With its own in-house artificial intelligence (AI) team, Dave van Niekerk, CEO of MyBucks, explains that by using classification or grouping algorithms within AI, they can identify fraudulent behaviour.
As an increasing number of consumers take to transacting online, so grows the opportunity for tech-savvy fraudsters to use ever evolving ways of stealing identities to financially exploit unsuspecting consumers. Local South African statistics indicate that an identity is stolen as often as every 29 seconds.
“Our fraud detection engine has for the last three months, already prevented more than 1500 fraudulent loan applications and continues to inhibit the registration of stolen identities every day. Because our business model is digital, we do not have face time with the client, we can remove emotional bias, and it forces us to analyse every bit of data we can obtain.
“Since transactions are conducted solely online, we don’t see the client, and thus don’t know who we’re interacting with. We, therefore, need an advanced model that through capturing a lot of data can detect patterns almost like a finger print,” van Niekerk explains.
In most instances, van Niekerk says, fraudulent activity involves fraudsters creating accounts with stolen identities where the accounts remain dormant until they find a loophole and then activate accounts to exploit that loophole.

§ Stated goal 1: Count the lines in the records below that contain the word "foliage", and reply with the number alone.

§ Material provided:

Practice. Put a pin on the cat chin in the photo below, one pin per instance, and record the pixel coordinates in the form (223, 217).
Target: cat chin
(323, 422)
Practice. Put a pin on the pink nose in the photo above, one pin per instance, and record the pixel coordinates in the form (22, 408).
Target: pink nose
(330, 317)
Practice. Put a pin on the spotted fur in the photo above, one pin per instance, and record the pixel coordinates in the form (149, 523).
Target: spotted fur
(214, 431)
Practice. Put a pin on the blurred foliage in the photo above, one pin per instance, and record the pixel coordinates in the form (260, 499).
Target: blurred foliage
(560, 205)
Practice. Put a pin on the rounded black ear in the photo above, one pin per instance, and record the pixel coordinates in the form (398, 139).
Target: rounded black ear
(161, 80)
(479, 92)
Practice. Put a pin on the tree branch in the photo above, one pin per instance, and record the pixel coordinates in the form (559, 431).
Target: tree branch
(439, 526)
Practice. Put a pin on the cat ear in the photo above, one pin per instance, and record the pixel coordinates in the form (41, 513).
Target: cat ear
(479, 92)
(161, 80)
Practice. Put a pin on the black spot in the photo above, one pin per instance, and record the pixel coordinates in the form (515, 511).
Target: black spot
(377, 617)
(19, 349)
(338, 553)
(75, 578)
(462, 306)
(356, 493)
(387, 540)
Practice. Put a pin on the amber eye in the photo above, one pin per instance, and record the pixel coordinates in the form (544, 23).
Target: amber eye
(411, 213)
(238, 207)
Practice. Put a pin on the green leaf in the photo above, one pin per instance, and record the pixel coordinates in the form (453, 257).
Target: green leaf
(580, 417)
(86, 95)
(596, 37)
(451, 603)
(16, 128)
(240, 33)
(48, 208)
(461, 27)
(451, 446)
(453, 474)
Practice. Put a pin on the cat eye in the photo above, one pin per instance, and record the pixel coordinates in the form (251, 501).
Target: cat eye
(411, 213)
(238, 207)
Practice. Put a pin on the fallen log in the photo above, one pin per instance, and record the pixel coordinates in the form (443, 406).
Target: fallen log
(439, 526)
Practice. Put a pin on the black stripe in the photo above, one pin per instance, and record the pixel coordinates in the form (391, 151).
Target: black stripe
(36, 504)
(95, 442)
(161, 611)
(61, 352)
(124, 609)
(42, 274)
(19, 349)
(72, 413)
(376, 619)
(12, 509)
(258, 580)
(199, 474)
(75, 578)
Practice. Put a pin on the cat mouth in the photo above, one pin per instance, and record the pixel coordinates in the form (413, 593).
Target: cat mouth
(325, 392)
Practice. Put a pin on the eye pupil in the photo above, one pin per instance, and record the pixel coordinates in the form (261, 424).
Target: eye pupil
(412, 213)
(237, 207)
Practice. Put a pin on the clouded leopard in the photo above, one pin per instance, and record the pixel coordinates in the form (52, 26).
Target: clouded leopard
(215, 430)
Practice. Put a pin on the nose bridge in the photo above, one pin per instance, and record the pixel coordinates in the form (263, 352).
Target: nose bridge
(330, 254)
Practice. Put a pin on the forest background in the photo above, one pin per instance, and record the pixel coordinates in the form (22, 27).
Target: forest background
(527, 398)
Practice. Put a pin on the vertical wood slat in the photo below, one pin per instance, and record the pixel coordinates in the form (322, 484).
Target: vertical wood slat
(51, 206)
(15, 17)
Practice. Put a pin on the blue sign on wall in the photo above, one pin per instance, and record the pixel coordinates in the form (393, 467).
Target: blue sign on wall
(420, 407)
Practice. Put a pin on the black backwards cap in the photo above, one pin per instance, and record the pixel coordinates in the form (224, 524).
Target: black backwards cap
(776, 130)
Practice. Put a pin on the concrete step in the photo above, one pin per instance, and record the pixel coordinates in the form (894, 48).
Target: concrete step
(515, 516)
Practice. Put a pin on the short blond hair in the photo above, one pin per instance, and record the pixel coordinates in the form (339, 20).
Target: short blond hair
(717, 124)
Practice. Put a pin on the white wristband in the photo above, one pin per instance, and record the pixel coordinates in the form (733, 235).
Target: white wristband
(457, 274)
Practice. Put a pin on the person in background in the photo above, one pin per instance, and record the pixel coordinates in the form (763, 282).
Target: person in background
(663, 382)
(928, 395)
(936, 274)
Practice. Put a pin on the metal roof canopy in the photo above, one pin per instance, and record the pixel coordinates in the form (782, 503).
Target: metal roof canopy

§ Stated goal 2: According to the passage on online fraud detection above, how often is an identity stolen in South Africa, based on local statistics?

§ Finished answer 1: 2

§ Finished answer 2: As often as every 29 seconds.